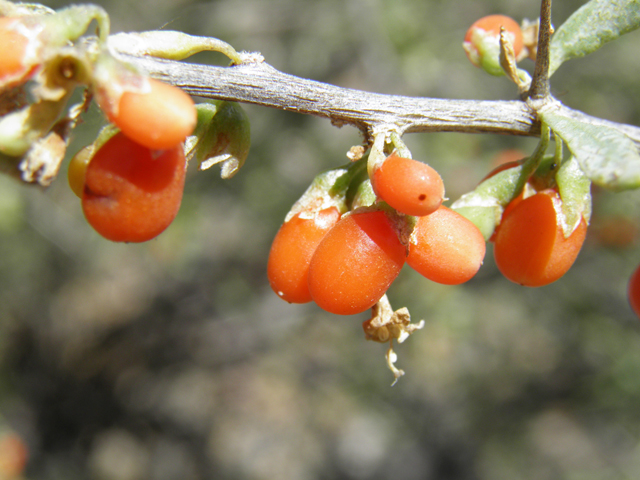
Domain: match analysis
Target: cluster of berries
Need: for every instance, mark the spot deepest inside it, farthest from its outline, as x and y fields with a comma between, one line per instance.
x=346, y=240
x=131, y=178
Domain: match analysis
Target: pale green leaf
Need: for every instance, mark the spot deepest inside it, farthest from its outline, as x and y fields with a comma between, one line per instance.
x=606, y=156
x=591, y=26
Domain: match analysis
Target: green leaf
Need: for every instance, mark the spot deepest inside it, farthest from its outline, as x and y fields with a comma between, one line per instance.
x=575, y=191
x=608, y=157
x=591, y=26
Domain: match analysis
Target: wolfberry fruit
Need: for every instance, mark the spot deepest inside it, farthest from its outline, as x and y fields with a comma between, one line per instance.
x=530, y=247
x=132, y=193
x=14, y=63
x=291, y=251
x=482, y=40
x=13, y=455
x=409, y=186
x=159, y=117
x=446, y=247
x=633, y=291
x=355, y=263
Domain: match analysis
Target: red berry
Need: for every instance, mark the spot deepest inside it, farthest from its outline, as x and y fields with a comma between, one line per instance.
x=481, y=42
x=409, y=186
x=530, y=247
x=633, y=291
x=132, y=193
x=446, y=247
x=15, y=67
x=291, y=251
x=161, y=117
x=355, y=263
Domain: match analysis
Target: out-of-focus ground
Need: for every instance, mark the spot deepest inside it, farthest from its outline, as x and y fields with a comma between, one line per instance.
x=174, y=360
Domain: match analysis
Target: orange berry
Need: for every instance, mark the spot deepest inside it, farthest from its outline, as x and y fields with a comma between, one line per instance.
x=132, y=193
x=14, y=67
x=409, y=186
x=530, y=247
x=13, y=456
x=446, y=247
x=355, y=263
x=490, y=25
x=160, y=118
x=633, y=291
x=291, y=251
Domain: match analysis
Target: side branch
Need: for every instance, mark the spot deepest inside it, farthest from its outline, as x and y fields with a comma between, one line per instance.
x=261, y=84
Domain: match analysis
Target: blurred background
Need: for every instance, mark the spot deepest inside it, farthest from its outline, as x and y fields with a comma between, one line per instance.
x=173, y=359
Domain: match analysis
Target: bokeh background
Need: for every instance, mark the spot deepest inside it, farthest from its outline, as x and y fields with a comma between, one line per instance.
x=174, y=360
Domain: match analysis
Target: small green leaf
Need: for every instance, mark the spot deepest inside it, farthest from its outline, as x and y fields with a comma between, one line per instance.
x=222, y=135
x=575, y=191
x=608, y=157
x=591, y=26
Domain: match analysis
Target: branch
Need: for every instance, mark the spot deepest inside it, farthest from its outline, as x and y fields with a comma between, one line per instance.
x=540, y=82
x=261, y=84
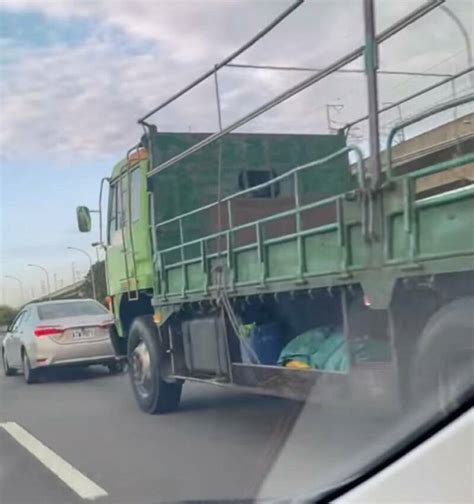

STATED TASK: Identify every line above that contains the string "Target", and copy each one in full. Treat uppercase and lowercase as different.

OUTPUT BELOW:
Target: cluster of berries
Target: pale green leaf
Target: green leaf
Target: wolfberry fruit
Target: red berry
Target: out-of-focus ground
Target: orange berry
Target: side branch
Target: blurred background
Target: bokeh background
Target: small green leaf
Target: branch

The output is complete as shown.